● **Given information**
================================

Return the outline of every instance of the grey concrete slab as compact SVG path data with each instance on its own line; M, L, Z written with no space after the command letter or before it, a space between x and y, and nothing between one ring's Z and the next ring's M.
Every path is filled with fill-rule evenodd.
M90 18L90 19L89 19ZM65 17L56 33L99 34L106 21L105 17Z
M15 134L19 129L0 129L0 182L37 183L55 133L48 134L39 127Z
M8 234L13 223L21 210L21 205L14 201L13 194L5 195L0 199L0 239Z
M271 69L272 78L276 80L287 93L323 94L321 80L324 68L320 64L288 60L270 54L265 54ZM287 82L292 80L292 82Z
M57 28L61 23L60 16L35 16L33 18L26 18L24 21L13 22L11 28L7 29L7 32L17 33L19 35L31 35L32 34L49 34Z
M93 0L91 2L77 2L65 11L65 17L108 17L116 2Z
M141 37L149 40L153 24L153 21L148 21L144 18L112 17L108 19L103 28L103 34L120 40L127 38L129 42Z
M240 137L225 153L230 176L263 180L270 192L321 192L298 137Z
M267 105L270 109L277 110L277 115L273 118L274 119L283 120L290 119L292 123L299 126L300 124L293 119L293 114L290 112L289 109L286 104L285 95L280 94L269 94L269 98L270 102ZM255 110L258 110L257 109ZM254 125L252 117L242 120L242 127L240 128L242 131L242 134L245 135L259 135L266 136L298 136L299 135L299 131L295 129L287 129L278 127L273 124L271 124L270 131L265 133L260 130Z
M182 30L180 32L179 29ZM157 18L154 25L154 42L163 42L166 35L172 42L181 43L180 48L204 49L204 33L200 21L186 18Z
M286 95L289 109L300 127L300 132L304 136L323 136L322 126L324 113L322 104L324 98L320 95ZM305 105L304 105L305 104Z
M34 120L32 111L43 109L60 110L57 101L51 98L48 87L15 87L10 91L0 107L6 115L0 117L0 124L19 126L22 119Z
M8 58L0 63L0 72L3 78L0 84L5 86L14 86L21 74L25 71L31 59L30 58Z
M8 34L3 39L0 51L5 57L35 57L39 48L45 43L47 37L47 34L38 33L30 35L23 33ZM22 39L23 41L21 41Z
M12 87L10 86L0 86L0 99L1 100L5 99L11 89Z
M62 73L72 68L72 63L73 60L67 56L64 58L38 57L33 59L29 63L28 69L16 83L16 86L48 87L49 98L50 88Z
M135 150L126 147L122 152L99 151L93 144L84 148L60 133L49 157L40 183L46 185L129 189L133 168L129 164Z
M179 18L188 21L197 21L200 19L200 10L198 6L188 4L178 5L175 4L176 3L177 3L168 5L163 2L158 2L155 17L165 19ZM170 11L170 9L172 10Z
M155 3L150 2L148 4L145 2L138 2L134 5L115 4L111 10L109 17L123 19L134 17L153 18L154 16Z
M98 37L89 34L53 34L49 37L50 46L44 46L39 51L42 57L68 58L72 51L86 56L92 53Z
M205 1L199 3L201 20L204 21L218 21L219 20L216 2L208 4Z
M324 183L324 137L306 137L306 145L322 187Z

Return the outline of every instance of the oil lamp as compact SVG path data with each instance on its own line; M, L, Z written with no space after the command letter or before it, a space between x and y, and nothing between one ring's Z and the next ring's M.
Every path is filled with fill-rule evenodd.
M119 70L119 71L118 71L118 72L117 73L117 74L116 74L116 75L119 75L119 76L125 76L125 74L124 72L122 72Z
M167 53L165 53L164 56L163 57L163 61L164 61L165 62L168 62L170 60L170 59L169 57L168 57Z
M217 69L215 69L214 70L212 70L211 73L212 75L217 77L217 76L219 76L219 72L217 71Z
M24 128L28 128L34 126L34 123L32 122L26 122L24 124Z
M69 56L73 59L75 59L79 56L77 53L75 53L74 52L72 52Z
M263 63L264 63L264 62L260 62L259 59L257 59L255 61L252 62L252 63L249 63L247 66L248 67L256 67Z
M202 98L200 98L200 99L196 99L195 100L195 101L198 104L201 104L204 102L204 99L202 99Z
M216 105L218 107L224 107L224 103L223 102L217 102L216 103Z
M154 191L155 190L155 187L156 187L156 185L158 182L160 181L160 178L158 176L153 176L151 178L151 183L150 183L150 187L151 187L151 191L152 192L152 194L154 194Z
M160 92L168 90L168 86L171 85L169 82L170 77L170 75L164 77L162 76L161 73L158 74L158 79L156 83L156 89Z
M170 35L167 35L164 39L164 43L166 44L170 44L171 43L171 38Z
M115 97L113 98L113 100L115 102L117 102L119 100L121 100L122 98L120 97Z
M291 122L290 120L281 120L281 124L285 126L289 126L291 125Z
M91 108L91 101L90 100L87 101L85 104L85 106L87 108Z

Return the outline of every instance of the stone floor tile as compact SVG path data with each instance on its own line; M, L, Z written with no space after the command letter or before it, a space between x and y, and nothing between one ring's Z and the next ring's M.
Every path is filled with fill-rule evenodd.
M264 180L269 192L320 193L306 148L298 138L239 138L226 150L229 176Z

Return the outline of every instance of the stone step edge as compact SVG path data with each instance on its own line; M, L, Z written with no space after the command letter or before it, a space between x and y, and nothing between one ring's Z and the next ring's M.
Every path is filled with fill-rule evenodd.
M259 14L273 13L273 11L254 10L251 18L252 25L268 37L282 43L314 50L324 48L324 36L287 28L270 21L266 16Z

================================

Give every line of the records above as a JSON list of strings, one string per line, with blank lines left out.

[
  "Return the outline of every instance of the grey concrete slab as compact SVG path data with each instance on its own line; M, L, Z written with no space after the command letter or before it, a space between x and y, and nothing between one ring's Z and the next ring's M.",
  "Every path is filled with fill-rule evenodd.",
  "M90 18L90 19L89 19ZM65 17L56 33L99 34L106 21L105 17Z",
  "M15 134L19 129L0 129L0 182L37 183L55 133L48 134L39 127Z",
  "M8 234L13 223L21 210L21 205L14 201L13 194L5 195L0 199L0 239Z",
  "M271 69L272 78L276 80L287 93L323 94L321 80L324 68L320 64L288 60L270 54L265 54ZM287 82L292 80L292 82Z",
  "M57 28L61 23L60 16L35 16L33 18L26 18L24 21L13 22L11 28L7 29L7 32L17 33L19 35L31 35L32 34L49 34Z",
  "M93 0L91 2L77 2L65 11L65 17L108 17L116 2Z",
  "M141 37L149 40L153 24L153 21L148 21L144 18L112 17L108 19L103 28L103 34L120 40L127 38L129 42Z",
  "M240 137L225 153L230 176L263 180L270 192L321 192L298 137Z",
  "M267 105L270 109L277 110L277 115L273 118L274 119L283 120L290 119L292 123L299 126L300 124L293 119L293 114L290 112L289 109L286 104L285 95L280 94L269 94L269 98L270 102ZM255 110L258 110L257 109ZM254 125L252 117L242 120L242 127L240 128L242 131L242 134L245 135L259 135L266 136L298 136L299 135L299 131L295 129L287 129L278 127L273 124L271 124L270 131L265 133L260 130Z",
  "M182 30L180 32L179 29ZM157 18L154 25L154 42L163 42L166 35L172 42L181 43L180 48L204 49L204 33L200 21L186 18Z",
  "M286 95L289 109L300 127L300 132L304 136L323 136L322 126L324 113L322 104L324 98L320 95ZM305 105L304 105L305 104Z",
  "M34 120L32 111L43 109L60 110L57 101L51 98L48 87L15 87L10 91L0 107L6 115L0 117L0 124L19 126L22 119Z",
  "M8 58L0 63L0 72L3 78L0 84L5 86L14 86L21 74L25 71L31 59L30 58Z",
  "M8 34L3 39L0 51L5 57L35 57L39 48L45 43L47 37L47 34L38 33L30 35L23 33ZM22 39L23 41L21 41Z",
  "M12 87L10 86L0 86L0 99L1 100L5 99L11 89Z",
  "M62 73L72 68L72 63L73 60L67 56L64 58L38 57L33 59L29 63L28 69L16 83L16 86L48 87L49 98L50 88Z",
  "M135 150L126 147L122 152L99 151L93 144L84 148L60 133L49 157L40 183L46 185L129 189L133 168L129 164Z",
  "M179 18L188 21L197 21L200 19L200 10L198 6L188 4L178 5L175 4L176 3L177 3L168 5L163 2L158 2L155 17L165 19ZM170 11L170 9L172 10Z",
  "M155 3L150 2L148 4L145 2L138 2L134 5L115 4L111 10L109 17L123 19L134 17L153 18L154 16Z",
  "M98 37L89 34L53 34L49 37L50 46L44 46L39 51L42 57L68 58L72 51L86 56L92 53Z",
  "M205 1L199 3L201 20L204 21L218 21L219 20L216 2L208 4Z",
  "M324 183L324 137L306 137L306 145L322 187Z",
  "Return the outline of every instance of the oil lamp as compact SVG path data with each instance on its own line; M, L, Z written with no space after the command letter or before it, a space between x and y, and nothing between one ring's Z and the next ring's M.",
  "Every path is filled with fill-rule evenodd.",
  "M119 70L119 71L118 71L118 72L117 73L117 74L116 74L116 75L119 75L119 76L125 76L125 74L124 72L122 72Z",
  "M167 53L165 53L164 56L163 57L163 61L164 61L165 62L168 62L170 60L170 59L169 57L168 57Z",
  "M217 69L215 69L214 70L212 70L211 73L212 75L217 77L217 76L219 76L219 72L217 71Z",
  "M24 128L28 128L34 126L34 123L32 122L26 122L24 124Z",
  "M69 56L73 59L75 59L79 56L77 53L75 53L74 52L72 52Z",
  "M263 63L264 63L264 62L260 62L259 59L257 59L255 61L252 62L252 63L249 63L247 66L248 67L256 67Z",
  "M202 98L200 98L200 99L196 99L195 100L195 101L198 104L201 104L204 102L204 99L202 99Z",
  "M216 105L218 107L224 107L224 103L223 102L217 102L216 103Z",
  "M154 191L155 190L155 187L156 187L156 185L158 182L160 181L160 178L158 176L153 176L151 178L151 183L150 183L150 187L151 187L151 191L152 192L152 194L154 194Z",
  "M160 92L168 90L168 86L171 85L169 82L170 77L170 75L164 77L162 76L161 73L158 74L158 79L156 83L156 89Z",
  "M170 35L167 35L164 39L164 43L166 44L170 44L171 43L171 38Z",
  "M115 97L113 98L113 100L115 102L117 102L119 100L121 100L122 98L120 97Z",
  "M291 122L290 120L281 120L281 124L285 126L289 126L291 125Z",
  "M91 108L91 101L90 100L87 101L85 104L85 106L87 108Z",
  "Return the outline of every instance of the stone floor tile as compact SVG path data with each instance on its own line; M, L, Z written with no space after the command letter or before it, a space between x and y, and nothing between one ring's Z and the next ring's M.",
  "Every path is filled with fill-rule evenodd.",
  "M264 180L269 192L320 193L306 148L298 138L239 138L226 150L229 176Z",
  "Return the outline of every instance of the stone step edge as compact SVG path data with each instance on its own line; M, L, Z written with no space after the command letter or before it, a space between x and y, and nothing between one ring's Z and the next ring's M.",
  "Every path is filled with fill-rule evenodd.",
  "M259 14L273 13L273 11L254 10L251 18L252 25L268 37L282 43L314 50L324 48L324 36L287 28L270 21L266 16Z"
]